───── Extracted records
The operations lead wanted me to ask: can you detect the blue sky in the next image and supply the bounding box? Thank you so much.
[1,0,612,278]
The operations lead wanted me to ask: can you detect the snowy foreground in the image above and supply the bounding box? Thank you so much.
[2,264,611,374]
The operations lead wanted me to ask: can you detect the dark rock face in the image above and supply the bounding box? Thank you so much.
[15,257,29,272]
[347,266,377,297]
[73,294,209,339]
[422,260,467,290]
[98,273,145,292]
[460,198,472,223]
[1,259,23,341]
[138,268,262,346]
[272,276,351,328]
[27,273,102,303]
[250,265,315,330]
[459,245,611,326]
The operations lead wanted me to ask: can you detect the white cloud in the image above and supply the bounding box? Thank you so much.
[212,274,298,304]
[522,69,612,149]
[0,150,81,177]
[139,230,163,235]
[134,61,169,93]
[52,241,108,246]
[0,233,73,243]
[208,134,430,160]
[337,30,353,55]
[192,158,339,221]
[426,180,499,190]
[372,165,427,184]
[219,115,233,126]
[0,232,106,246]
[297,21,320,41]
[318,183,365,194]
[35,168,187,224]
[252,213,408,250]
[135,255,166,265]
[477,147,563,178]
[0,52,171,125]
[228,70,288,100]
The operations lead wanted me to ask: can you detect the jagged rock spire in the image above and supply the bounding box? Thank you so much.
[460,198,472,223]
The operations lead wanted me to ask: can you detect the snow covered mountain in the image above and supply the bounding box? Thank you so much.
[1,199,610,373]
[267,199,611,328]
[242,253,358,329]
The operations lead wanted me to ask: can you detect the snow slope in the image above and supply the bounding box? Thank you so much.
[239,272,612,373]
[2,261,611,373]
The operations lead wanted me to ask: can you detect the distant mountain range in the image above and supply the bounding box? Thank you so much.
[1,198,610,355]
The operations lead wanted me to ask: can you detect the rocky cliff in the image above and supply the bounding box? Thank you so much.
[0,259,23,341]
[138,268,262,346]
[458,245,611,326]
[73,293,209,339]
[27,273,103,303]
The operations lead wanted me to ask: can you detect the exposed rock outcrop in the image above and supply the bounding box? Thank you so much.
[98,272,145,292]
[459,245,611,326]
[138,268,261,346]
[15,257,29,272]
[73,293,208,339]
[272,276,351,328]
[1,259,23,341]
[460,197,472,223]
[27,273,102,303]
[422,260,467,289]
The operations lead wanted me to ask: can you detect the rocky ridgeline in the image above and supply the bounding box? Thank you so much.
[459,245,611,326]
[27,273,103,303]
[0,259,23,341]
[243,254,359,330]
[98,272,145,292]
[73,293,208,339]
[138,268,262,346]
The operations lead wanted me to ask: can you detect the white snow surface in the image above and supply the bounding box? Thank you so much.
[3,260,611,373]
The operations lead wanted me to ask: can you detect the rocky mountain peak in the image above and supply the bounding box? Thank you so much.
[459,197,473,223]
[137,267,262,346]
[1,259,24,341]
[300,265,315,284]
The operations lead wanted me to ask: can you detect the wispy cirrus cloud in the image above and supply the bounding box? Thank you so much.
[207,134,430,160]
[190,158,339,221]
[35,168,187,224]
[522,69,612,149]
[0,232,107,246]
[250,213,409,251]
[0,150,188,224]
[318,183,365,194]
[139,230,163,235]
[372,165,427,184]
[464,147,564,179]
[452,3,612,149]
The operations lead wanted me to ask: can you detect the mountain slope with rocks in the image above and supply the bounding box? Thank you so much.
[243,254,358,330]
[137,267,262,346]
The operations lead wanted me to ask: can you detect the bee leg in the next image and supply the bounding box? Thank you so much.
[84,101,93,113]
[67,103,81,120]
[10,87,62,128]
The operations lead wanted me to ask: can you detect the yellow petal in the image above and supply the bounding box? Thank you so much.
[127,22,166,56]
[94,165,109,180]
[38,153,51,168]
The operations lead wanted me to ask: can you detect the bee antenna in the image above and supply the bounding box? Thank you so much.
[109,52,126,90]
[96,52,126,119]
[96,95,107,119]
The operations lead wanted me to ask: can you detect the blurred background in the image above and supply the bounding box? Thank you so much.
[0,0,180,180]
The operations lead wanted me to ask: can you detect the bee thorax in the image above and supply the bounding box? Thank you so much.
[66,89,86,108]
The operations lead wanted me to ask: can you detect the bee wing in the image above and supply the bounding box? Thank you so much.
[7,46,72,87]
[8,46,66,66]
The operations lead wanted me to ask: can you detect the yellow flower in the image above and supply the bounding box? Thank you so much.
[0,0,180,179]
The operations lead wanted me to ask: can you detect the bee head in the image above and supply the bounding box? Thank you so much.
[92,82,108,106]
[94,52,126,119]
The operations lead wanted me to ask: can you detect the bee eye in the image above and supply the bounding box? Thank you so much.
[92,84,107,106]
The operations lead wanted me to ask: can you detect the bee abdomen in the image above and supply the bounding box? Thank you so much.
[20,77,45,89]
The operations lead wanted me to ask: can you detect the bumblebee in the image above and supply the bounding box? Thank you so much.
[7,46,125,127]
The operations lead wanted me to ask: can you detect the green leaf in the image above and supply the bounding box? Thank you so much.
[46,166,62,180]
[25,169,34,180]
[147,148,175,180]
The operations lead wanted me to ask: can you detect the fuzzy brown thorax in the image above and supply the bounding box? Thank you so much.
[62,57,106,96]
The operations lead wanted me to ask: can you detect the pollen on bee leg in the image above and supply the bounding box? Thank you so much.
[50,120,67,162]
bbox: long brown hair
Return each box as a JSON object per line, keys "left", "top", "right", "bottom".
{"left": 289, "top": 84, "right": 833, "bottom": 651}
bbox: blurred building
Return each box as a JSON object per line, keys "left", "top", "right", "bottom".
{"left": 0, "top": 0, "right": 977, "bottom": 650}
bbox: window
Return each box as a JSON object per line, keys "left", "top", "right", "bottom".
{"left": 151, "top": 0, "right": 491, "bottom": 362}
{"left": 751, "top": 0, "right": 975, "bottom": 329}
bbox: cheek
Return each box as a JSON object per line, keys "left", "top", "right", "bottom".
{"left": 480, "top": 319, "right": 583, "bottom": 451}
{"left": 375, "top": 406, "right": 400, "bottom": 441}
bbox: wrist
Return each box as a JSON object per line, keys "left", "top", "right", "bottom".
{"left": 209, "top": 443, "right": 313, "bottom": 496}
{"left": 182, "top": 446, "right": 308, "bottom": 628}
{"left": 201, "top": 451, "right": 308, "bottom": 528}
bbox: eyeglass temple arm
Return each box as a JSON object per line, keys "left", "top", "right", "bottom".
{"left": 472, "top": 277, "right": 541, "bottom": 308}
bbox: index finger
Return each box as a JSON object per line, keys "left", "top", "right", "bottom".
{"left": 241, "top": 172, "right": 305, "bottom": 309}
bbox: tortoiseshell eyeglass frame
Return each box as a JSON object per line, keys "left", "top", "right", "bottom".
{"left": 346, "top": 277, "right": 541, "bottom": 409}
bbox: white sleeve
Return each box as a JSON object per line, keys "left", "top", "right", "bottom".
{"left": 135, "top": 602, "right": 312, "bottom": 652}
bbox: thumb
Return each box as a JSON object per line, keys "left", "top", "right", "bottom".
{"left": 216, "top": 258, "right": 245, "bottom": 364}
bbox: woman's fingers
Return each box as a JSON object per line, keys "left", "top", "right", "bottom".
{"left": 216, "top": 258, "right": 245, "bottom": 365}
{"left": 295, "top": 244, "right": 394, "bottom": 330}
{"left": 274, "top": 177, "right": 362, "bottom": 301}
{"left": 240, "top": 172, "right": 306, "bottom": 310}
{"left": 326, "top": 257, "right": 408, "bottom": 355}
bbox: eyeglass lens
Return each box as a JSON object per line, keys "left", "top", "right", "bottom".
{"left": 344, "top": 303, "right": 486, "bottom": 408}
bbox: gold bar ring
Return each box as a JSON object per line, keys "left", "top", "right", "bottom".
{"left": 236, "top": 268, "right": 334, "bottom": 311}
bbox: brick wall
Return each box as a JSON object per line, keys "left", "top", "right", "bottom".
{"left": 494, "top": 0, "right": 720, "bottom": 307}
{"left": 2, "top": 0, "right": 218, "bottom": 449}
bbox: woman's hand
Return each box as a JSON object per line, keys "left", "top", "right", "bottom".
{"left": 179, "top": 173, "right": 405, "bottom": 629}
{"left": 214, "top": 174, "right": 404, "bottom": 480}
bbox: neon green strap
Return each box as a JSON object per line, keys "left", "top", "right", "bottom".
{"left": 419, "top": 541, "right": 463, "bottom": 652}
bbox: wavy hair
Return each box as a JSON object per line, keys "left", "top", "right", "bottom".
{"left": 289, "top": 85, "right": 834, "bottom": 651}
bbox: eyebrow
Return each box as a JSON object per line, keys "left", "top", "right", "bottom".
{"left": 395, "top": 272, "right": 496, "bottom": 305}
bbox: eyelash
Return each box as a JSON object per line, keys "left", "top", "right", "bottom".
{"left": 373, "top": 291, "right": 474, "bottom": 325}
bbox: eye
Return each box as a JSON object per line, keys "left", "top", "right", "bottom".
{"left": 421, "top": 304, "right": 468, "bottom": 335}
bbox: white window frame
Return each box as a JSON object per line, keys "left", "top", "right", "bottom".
──────────
• _Task objective_
Which lines in the data above hold the string "window"? Show each one.

• _Solution to this problem_
bbox: window
bbox: white window frame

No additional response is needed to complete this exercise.